**Text block:**
● ● ● ●

The present invention relates to systems and methods for generating ultrasound images, and more particularly to systems and methods for generating ultrasound images without system contact to the patient, which may be achieved, for example, using photoacoustic energy and/or laser vibrometry.
Ultrasonic imaging techniques of body tissue and bone are well established in medical practices and aid physicians diagnosing diseases and injuries. Current systems rely on mechanical transducers and receivers in contact with the skin where coupling gels act as an interface to reduce the impedance between the device and skin. Conventional ultrasound images are obtained in a contact manner by using an ultrasonic transducer placed directly on the area of interest to send and receive the acoustic signals. In general, an acoustic pulse is emitted into to the body. Echoes from structures inside the body are reflected back to the transducer with the time of arrival providing information about the range to the structure. The acoustic source is omnidirectional, thus only range information is obtained, and a two-dimensional (2D) image is formed by using a line of transducers that yield information in the cross range direction.
However, considerable work is currently ongoing to form three-dimensional images via the scanning of the transducer line array. However, this presents registration error challenges as the individual 2D images must be aligned properly. Investigations are also ongoing to combine the individual source elements of 2D arrays of transducers in such a way that the transmitted energy has a directionality to obtain better quality spatial information. However, practical implementation of 2D arrays suffer from challenges in making a sufficiently large array that is conformal and uniformly coupled to the surface of interest (e.g. the human body).

● ● ● ●

**Dataset extract:**
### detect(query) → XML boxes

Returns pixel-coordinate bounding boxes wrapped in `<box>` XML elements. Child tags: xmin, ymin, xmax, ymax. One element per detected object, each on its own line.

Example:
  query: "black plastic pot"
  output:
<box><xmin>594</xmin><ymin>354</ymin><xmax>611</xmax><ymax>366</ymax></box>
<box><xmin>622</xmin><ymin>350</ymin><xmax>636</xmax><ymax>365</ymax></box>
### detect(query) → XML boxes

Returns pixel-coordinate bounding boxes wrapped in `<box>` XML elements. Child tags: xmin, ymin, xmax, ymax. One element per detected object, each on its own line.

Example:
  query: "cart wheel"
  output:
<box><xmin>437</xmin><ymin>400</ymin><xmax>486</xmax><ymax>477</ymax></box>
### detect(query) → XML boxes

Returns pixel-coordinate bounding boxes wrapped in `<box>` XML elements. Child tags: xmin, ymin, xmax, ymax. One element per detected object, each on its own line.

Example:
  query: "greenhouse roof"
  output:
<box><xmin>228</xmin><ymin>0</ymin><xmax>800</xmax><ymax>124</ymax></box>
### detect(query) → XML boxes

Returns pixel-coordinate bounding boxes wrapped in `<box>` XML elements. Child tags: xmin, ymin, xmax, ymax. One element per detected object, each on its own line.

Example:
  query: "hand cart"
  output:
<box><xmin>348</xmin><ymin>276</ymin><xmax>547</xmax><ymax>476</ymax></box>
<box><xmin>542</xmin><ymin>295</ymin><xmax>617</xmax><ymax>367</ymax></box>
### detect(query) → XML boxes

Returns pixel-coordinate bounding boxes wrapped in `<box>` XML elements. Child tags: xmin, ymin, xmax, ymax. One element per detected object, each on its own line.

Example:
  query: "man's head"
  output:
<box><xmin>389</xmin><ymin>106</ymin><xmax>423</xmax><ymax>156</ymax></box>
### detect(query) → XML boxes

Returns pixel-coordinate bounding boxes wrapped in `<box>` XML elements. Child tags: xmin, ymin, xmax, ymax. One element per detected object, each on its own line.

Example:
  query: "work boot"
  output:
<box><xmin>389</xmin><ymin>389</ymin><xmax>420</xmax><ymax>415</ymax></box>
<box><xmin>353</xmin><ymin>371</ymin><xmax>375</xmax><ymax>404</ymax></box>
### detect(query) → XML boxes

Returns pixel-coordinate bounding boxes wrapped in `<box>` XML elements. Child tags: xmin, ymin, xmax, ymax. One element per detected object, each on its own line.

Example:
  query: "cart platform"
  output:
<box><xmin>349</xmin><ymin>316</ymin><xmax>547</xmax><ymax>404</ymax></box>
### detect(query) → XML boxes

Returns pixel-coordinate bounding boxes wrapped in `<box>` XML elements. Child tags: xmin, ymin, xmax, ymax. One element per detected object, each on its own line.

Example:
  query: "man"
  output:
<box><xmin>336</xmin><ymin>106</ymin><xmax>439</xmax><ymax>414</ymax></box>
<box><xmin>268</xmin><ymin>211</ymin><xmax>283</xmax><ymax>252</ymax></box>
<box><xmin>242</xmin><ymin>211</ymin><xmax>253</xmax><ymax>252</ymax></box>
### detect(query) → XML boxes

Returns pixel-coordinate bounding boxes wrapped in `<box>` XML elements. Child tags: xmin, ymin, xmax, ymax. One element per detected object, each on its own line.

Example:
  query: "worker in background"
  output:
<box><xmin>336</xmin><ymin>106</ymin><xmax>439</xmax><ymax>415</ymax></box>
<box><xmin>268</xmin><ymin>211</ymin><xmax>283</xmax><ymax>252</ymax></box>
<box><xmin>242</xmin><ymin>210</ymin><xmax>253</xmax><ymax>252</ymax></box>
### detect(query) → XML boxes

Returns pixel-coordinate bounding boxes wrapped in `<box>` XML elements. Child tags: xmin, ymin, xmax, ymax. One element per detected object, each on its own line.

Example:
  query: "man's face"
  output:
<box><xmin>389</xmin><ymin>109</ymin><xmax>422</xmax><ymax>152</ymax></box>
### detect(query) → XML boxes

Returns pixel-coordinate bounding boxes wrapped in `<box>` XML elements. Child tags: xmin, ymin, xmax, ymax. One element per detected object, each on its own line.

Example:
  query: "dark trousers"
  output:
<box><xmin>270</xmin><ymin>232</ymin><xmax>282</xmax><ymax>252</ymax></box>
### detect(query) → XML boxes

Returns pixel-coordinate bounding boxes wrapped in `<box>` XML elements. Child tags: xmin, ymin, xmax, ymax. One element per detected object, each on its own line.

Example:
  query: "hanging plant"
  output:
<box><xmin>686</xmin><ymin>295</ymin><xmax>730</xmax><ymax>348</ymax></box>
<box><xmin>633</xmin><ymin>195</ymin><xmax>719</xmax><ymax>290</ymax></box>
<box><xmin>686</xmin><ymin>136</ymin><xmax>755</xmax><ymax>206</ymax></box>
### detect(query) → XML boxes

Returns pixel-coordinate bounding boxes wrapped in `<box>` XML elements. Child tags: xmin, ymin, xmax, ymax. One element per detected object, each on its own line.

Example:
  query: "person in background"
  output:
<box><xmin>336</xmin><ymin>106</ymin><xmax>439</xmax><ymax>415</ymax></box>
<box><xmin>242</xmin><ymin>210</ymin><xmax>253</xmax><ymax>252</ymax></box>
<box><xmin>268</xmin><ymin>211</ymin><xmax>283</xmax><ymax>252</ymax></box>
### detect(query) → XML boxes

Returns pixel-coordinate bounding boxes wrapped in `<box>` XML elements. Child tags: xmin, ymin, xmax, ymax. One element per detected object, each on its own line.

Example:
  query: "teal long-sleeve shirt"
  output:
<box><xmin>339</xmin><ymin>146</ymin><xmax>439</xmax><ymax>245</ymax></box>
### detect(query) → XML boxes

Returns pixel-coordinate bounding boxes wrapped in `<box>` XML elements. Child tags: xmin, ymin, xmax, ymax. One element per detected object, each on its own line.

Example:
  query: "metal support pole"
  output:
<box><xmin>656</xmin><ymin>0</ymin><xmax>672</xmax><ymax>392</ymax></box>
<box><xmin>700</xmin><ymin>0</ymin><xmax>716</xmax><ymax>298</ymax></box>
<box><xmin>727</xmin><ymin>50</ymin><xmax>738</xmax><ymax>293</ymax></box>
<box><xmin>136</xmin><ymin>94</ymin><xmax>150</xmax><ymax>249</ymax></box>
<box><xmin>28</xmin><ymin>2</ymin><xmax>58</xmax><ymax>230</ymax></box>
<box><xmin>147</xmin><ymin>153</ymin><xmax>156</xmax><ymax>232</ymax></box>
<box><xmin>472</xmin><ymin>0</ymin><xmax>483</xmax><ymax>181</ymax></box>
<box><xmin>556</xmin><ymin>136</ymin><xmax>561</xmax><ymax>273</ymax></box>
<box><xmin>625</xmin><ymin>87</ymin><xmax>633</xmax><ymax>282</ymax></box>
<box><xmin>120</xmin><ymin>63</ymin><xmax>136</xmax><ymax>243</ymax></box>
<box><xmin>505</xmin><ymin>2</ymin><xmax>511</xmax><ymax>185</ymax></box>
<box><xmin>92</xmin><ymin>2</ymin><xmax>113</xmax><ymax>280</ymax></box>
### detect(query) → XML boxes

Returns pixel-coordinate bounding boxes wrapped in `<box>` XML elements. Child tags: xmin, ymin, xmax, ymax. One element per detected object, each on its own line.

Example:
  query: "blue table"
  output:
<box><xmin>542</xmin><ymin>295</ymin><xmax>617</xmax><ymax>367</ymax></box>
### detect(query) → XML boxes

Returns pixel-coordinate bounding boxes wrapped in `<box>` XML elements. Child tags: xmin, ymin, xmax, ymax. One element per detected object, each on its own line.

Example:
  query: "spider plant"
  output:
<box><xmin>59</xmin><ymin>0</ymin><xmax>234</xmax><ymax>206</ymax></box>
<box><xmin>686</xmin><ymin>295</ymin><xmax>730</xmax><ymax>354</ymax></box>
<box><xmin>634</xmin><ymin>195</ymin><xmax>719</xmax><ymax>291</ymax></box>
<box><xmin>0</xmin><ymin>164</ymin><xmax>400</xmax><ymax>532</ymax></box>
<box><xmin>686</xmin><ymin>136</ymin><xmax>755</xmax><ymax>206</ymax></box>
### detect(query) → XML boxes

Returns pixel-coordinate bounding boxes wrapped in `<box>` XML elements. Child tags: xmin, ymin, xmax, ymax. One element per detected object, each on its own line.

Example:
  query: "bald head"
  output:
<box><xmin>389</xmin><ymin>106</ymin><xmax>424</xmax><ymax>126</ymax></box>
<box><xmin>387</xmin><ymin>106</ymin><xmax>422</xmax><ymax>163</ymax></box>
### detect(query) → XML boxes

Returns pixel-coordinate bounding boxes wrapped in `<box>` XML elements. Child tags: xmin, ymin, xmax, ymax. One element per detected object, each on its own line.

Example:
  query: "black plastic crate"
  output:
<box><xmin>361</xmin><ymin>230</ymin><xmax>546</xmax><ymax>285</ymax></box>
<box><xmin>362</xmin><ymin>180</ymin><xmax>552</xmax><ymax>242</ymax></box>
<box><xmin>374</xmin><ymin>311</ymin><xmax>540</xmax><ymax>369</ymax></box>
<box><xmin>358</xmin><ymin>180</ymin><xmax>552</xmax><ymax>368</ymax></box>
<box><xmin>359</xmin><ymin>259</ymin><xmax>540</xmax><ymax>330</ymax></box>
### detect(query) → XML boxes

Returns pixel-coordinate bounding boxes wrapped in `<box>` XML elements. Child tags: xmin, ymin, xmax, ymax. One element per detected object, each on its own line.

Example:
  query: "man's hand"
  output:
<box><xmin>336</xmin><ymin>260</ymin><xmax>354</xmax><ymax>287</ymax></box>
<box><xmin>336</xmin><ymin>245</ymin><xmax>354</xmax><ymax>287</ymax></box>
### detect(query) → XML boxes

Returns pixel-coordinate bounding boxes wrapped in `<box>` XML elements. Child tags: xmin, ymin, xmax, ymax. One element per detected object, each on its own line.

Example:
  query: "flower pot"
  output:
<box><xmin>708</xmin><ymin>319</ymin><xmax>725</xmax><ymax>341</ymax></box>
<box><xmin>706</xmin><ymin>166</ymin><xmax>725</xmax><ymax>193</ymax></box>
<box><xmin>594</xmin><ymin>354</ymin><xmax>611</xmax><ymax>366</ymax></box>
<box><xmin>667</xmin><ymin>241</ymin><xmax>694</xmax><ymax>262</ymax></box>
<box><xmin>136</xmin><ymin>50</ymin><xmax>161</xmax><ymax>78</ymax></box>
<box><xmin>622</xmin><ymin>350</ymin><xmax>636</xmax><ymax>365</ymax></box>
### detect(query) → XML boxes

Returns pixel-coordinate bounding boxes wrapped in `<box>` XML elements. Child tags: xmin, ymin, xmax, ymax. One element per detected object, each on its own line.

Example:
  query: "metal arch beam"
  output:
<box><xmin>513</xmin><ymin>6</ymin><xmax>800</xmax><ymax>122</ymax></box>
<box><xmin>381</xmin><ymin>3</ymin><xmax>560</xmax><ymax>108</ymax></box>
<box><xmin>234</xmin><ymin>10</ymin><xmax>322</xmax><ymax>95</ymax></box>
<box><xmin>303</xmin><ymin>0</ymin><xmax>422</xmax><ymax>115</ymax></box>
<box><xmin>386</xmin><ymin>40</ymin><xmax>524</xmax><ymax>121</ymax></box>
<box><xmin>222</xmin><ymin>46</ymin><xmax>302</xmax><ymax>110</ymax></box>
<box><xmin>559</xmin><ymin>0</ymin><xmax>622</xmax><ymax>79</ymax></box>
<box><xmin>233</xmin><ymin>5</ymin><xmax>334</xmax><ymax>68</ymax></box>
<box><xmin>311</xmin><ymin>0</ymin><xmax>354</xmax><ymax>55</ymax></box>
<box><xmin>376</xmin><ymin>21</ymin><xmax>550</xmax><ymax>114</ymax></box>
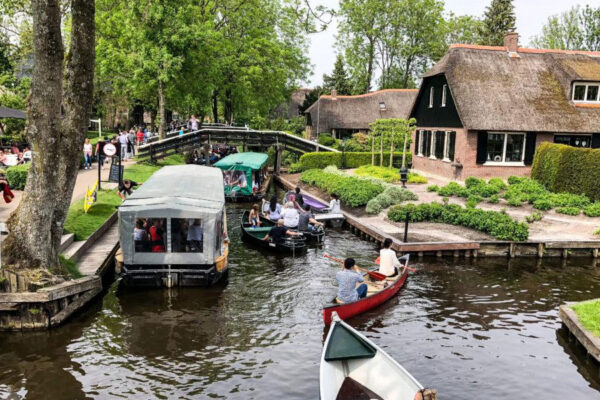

● ● ● ●

**Check your understanding:**
A) For the text on ultrasound imaging, decide whether each statement agrees with it, answering yes or no and quoting the deciding words: (i) Current systems use coupling gels to reduce the impedance between the device and the skin. (ii) The acoustic source is directional, so it yields cross-range information. (iii) Scanning a transducer line array to form three-dimensional images avoids registration error.
B) Go on writing the text on ultrasound imaging, starting after its last sentence.
Nothing in the records is needed here.

**Solved problems:**
A)
(i) Yes: "coupling gels act as an interface to reduce the impedance between the device and skin"
(ii) No: "The acoustic source is omnidirectional, thus only range information is obtained"
(iii) No: "this presents registration error challenges as the individual 2D images must be aligned properly"

B)
Additionally, in certain circumstances, a noncontact operation for obtaining ultrasound images may be desirable. For example, in surgical situations where sterility is an issue, situations where direct contact is unpleasant or painful (e.g., imaging the eye), or emergency situations where the patient is in transit and/or being stabilized and may not be easily imaged via a contact system. Additional applications include, for example, real-time surgical feedback imaging, traumatic brain injury (TBI) detection, and bone health monitoring. Real-time surgical guidance and feedback could be improved from an imaging technique that can directly access exposed skin or traumatized tissue without contact, especially in very delicate procedures such as spinal and neck surgery.
One example approach includes photoacoustic tomography (PAT) which is an emerging optical technique. PAT is often used to image near surface shallow capillaries in animal tissue, for example, with typical penetration depths less than 1 mm. The PAT technique employs an optical source to cause the photoacoustic effect and contact transducers to record the response. Recent studies are exploring the laser Doppler vibrometer as a sensing device, thus making the system optical. In these studies, measureable signals are observed to depths of less than 1 cm in biological phantoms or natural tissue. However, for optical measurement systems to compete with practiced medical ultrasound, penetration depths of at least several inches are needed to probe structures of interest and, the light must be eye and skin safe.
Thus, there is a need for systems and methods capable of providing an efficient means for coupling acoustic energy into media in a noncontact manner to generate ultrasound images and, thereby, treatment of injuries such as TBI and bone fractures.